MATERIAL FOR THE TASK:

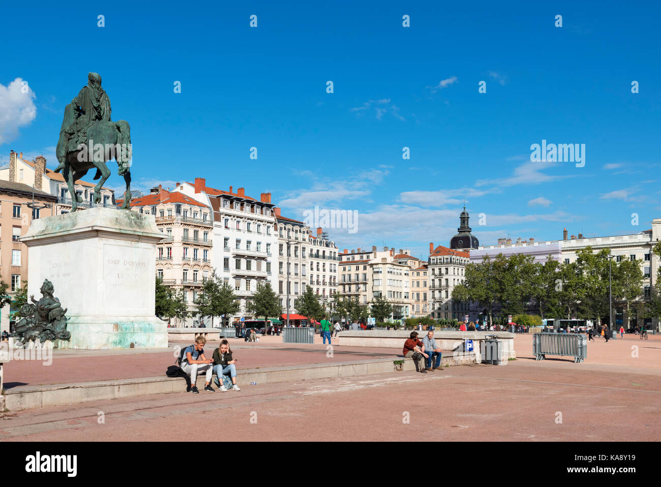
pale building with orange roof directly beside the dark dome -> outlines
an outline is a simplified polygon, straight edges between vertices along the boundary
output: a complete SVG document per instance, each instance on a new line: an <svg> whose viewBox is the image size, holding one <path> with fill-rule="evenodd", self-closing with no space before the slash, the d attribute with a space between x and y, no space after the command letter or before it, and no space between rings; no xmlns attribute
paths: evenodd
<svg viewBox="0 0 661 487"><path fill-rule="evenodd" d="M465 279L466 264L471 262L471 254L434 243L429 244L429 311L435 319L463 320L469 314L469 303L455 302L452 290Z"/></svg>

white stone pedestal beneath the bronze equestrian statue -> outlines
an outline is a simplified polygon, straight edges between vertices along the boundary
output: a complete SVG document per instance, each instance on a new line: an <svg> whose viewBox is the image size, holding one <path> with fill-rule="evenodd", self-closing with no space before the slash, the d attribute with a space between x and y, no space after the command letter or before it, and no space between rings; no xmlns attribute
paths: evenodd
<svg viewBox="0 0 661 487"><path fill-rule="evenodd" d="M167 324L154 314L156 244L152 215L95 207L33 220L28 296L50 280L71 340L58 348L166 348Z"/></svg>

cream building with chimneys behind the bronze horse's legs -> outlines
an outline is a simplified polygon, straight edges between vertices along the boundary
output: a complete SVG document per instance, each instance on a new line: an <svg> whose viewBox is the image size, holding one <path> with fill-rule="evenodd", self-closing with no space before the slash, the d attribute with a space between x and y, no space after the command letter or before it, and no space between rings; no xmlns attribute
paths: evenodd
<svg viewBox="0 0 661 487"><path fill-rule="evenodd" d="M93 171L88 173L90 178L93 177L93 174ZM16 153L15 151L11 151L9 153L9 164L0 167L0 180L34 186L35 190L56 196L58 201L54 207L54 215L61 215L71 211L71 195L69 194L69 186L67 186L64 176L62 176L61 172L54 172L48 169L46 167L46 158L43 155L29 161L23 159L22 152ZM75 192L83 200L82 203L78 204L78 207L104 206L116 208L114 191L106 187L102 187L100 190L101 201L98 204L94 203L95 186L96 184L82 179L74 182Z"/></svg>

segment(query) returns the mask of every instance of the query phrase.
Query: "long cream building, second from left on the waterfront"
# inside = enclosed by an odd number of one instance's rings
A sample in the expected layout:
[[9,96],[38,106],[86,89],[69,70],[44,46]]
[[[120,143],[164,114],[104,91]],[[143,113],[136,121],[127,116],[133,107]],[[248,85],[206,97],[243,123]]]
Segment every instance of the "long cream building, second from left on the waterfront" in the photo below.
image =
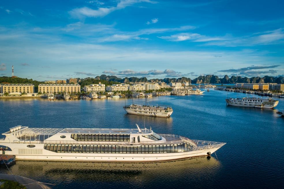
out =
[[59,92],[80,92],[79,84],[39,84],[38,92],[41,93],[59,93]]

==

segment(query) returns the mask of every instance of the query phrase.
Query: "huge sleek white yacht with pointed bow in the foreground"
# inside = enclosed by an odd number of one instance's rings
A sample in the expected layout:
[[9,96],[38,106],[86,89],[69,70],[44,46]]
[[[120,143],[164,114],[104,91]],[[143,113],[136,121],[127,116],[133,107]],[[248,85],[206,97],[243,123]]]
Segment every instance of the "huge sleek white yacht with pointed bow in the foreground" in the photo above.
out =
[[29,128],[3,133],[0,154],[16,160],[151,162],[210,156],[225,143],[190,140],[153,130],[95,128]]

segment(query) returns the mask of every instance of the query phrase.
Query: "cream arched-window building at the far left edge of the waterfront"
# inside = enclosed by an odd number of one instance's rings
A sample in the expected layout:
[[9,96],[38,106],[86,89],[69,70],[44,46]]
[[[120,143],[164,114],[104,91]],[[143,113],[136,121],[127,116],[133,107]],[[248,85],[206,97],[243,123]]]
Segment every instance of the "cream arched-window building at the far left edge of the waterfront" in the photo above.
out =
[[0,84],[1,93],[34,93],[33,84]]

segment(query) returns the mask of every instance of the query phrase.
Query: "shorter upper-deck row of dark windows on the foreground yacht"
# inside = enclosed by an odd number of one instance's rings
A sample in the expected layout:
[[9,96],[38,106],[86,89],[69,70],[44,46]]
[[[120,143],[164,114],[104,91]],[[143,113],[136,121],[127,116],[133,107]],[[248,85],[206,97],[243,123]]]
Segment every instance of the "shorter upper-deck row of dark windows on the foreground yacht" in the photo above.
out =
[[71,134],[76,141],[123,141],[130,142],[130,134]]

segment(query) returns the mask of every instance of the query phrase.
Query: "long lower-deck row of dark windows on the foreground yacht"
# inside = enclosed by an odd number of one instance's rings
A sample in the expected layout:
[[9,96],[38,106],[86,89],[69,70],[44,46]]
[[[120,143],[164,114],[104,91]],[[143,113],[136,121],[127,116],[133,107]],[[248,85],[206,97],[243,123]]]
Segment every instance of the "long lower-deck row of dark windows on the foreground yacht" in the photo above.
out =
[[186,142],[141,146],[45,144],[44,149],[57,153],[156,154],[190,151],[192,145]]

TASK PROMPT:
Whenever a line of the data above includes the word "outlines", copy that line.

TASK SOLUTION:
pale building with orange roof directly beside the dark dome -> outlines
white stone pedestal beneath the bronze equestrian statue -> outlines
cream building with chimneys behind the bronze horse's legs -> outlines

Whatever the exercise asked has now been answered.